START Provided entries

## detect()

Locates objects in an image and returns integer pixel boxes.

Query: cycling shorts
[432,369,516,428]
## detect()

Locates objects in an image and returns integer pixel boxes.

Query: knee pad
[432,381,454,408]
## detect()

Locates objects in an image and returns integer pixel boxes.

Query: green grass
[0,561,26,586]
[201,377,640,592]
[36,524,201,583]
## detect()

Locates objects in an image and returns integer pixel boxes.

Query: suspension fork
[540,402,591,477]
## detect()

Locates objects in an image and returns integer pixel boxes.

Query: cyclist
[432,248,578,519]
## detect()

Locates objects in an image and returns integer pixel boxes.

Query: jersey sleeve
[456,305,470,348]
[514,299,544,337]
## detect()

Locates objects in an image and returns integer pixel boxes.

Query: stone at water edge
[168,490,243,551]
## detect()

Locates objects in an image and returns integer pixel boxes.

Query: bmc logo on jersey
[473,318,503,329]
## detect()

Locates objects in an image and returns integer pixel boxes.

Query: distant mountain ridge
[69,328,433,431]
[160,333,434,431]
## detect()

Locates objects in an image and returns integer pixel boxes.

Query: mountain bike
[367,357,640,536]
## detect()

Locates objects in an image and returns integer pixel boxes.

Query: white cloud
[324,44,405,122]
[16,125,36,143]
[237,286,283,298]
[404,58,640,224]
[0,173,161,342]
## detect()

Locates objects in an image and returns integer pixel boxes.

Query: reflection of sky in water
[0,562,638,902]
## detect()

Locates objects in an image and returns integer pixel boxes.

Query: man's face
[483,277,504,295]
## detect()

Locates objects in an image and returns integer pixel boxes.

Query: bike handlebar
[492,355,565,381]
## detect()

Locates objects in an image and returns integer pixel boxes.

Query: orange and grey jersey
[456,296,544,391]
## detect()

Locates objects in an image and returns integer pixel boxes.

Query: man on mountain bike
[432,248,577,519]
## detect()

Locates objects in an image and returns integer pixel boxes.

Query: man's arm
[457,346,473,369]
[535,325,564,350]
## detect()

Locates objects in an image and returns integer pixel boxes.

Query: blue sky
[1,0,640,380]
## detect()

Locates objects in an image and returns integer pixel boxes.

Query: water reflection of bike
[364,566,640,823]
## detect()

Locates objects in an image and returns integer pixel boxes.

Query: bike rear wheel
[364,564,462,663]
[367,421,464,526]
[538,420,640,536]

END Provided entries

Output all of the material exactly.

◆ **Response for this exercise**:
## detect()

Locates objects in an image and returns integer pixel boxes.

Query: cycling shorts
[432,369,516,428]
## detect()

Locates objects in an image and returns integer pixel boxes.

Query: knee pad
[432,381,454,408]
## detect()

Locates objects in an image and returns integer pixel boxes.

Query: green grass
[0,561,26,586]
[201,377,640,592]
[36,524,201,583]
## detect()

Locates objects in an image and returns integer pixel boxes.

Query: suspension fork
[540,402,591,477]
## detect()

Locates objects in an image and returns integer pixel boxes.

Query: cyclist
[432,248,578,519]
## detect()

Locates objects in an image and returns integer pixel boxes.

Query: jersey sleeve
[456,305,470,348]
[514,299,544,337]
## detect()

Locates objects in an image and returns integer pixel boxes.

Query: stone at water edge
[168,490,243,551]
## detect()

Locates objects in an image and returns integer pixel boxes.

Query: bmc logo on jersey
[473,318,503,329]
## detect()

Locates objects in an image and returns integer pixel boxes.

Query: distant mountain ridge
[69,328,433,431]
[160,333,434,431]
## detect()

Locates objects in an image and returns integer pixel boxes.

Query: mountain bike
[367,357,640,536]
## detect()

Locates objects in an image and returns integer pixel boxes.

Query: white cloud
[324,44,405,122]
[16,125,36,143]
[237,286,283,298]
[404,58,640,224]
[0,173,161,342]
## detect()

Locates objects in an image and returns integer pixel boxes.

Query: reflection of sky in water
[0,562,638,902]
## detect()

Locates objects in an image and returns integer pixel boxes.

Query: man's face
[483,277,504,295]
## detect()

Locates objects in an image and returns integer pixel boxes.

Query: bike handlebar
[492,355,565,381]
## detect()

Locates objects in an image and returns integer pixel boxes.

Query: orange and grey jersey
[456,296,544,391]
## detect()

Locates objects in an image and returns integer pixel boxes.

Query: man on mountain bike
[432,248,577,519]
## detect()

Locates objects in an image and returns integer pixel boxes.

Query: man's arm
[457,346,473,369]
[535,325,564,350]
## detect()

Locates objects in an image and returns integer pixel boxes.

Query: blue sky
[1,0,640,380]
## detect()

Locates objects in an image and returns integer pixel boxes.

Query: water reflection of bike
[364,566,640,823]
## detect()

Locates objects in an image and returns integer pixel boxes.

Query: bike rear wheel
[364,564,462,663]
[367,421,464,526]
[538,420,640,536]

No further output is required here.